::: Dataset entries

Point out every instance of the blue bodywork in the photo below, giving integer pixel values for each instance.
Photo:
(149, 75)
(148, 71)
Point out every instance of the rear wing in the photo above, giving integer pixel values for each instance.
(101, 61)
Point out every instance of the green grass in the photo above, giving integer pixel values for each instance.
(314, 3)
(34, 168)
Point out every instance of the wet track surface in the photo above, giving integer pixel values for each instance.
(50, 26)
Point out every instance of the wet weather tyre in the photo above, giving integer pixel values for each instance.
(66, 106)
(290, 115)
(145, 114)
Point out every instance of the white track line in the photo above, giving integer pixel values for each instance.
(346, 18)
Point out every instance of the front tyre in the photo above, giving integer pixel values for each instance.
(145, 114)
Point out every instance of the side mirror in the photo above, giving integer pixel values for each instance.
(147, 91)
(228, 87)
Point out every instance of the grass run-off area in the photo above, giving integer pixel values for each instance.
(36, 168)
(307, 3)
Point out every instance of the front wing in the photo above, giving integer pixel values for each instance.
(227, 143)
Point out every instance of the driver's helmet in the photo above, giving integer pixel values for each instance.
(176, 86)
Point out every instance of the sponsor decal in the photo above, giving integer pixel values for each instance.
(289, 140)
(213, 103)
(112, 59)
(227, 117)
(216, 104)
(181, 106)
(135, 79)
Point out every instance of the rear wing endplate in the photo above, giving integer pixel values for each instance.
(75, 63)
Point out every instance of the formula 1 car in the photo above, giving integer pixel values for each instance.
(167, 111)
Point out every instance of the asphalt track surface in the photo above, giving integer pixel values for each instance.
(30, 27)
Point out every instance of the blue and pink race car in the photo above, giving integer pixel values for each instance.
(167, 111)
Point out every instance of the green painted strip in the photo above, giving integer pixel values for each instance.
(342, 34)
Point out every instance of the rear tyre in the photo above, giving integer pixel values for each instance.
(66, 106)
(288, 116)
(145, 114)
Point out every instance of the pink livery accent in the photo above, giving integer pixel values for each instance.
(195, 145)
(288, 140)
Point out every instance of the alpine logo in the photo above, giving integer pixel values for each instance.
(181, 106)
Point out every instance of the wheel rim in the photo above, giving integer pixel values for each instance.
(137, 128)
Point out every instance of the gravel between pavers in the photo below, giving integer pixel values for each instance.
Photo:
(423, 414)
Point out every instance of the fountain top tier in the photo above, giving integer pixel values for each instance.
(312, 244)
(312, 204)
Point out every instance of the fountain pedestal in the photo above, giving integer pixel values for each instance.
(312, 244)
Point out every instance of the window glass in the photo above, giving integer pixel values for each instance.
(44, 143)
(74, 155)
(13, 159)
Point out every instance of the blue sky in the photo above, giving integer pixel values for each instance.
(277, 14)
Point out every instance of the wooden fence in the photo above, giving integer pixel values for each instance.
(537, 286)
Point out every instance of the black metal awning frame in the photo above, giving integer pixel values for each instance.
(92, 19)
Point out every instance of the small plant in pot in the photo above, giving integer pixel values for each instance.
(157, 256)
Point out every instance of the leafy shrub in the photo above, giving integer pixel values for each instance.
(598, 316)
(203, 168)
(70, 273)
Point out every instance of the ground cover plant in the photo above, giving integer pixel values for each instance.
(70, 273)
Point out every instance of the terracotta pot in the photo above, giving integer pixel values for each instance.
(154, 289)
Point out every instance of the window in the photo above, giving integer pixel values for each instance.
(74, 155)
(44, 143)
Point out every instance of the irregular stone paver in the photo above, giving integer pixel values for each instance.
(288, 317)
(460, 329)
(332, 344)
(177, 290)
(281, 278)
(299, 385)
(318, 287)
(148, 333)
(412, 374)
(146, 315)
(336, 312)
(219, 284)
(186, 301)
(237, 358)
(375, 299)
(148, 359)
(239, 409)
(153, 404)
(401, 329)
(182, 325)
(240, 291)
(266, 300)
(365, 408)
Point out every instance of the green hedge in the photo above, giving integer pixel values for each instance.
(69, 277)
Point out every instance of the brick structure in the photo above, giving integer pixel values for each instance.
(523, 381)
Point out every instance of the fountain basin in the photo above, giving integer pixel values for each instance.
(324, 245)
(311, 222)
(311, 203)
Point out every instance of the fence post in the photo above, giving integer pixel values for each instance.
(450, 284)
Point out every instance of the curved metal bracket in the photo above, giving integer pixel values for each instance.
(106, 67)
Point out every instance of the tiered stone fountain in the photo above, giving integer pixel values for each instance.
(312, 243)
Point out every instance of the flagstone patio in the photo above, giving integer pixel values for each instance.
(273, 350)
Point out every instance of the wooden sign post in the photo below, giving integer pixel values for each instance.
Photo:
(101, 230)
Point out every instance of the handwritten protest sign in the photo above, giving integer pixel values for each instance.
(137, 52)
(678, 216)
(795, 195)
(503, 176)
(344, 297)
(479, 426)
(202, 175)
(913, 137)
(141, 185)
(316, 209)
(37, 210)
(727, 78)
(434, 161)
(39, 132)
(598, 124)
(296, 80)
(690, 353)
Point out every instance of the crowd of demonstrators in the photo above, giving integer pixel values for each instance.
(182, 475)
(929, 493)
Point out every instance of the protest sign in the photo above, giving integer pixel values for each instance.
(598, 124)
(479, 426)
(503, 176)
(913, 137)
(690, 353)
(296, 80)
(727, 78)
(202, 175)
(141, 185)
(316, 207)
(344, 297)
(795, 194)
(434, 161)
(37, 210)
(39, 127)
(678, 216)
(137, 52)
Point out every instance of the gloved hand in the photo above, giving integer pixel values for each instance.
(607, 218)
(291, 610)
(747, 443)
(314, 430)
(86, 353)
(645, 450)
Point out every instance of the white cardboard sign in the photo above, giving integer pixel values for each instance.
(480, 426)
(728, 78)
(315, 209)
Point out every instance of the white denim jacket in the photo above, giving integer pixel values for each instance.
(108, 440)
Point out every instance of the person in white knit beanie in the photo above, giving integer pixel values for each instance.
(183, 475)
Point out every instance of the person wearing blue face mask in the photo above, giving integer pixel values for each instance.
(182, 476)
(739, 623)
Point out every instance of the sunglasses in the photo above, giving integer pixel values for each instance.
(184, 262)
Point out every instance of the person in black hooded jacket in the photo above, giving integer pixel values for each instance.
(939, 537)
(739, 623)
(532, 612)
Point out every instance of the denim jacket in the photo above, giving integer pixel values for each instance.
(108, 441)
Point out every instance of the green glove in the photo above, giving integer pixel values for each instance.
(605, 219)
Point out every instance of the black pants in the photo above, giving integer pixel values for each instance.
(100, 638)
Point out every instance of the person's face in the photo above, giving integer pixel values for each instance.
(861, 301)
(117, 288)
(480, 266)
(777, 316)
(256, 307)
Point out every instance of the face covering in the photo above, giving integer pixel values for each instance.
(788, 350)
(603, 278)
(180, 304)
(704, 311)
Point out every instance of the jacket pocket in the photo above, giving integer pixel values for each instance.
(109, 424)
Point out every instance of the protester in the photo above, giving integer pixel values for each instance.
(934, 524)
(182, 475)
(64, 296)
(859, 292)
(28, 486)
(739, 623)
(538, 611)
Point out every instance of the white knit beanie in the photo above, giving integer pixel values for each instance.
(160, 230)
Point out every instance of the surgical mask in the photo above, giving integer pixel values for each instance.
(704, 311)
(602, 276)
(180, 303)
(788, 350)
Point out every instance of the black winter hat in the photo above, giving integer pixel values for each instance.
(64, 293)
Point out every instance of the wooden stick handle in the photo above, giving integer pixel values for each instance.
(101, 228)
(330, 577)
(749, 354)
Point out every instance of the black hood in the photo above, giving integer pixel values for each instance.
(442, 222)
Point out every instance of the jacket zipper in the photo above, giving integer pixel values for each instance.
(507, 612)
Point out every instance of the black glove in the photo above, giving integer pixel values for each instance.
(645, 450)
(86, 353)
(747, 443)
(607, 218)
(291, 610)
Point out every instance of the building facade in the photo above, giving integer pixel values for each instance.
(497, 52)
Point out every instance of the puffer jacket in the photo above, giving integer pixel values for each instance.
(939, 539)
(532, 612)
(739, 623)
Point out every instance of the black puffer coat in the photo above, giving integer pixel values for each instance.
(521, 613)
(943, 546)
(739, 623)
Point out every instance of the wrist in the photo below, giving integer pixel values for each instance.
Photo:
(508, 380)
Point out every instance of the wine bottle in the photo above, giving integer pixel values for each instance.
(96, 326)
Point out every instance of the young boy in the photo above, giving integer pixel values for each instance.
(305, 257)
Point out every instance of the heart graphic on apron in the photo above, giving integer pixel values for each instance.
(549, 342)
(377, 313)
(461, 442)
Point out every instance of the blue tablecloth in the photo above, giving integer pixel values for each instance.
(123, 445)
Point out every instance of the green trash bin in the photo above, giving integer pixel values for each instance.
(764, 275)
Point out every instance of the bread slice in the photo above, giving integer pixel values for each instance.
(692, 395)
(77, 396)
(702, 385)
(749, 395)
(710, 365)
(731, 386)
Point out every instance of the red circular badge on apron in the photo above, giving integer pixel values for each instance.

::::::

:: Requirements ::
Render the material from the line containing "Point out every instance of the black puffer" through the end of the material as a JSON list of strings, one string per line, leaving out blank lines.

:: Output of the task ::
[
  "Point out every instance of the black puffer coat in the photo above, giving integer pixel values for each instance.",
  "(521, 613)",
  "(943, 546)",
  "(739, 623)",
  "Point out every instance of the wrist in the photo below, giving integer pixel values for each instance.",
  "Photo:",
  "(508, 380)",
  "Point out every instance of the wine bottle in the photo above, giving integer pixel values for each instance.",
  "(96, 326)",
  "Point out every instance of the young boy in the photo above, giving integer pixel values for each instance.",
  "(305, 257)",
  "Point out every instance of the heart graphic on apron in the photo above, giving integer pixel values for each instance.",
  "(549, 342)",
  "(377, 313)",
  "(461, 442)",
  "Point out every instance of the blue tablecloth in the photo above, giving integer pixel values for each instance.",
  "(123, 445)",
  "Point out every instance of the green trash bin in the photo above, giving integer pixel values for each instance.",
  "(764, 275)",
  "Point out every instance of the bread slice in the photo above, giving integer pixel values for each instance.",
  "(692, 395)",
  "(77, 396)",
  "(702, 385)",
  "(749, 395)",
  "(710, 365)",
  "(731, 386)",
  "Point out every instance of the red circular badge on apron in the photo above, giving integer pixel values for each instance."
]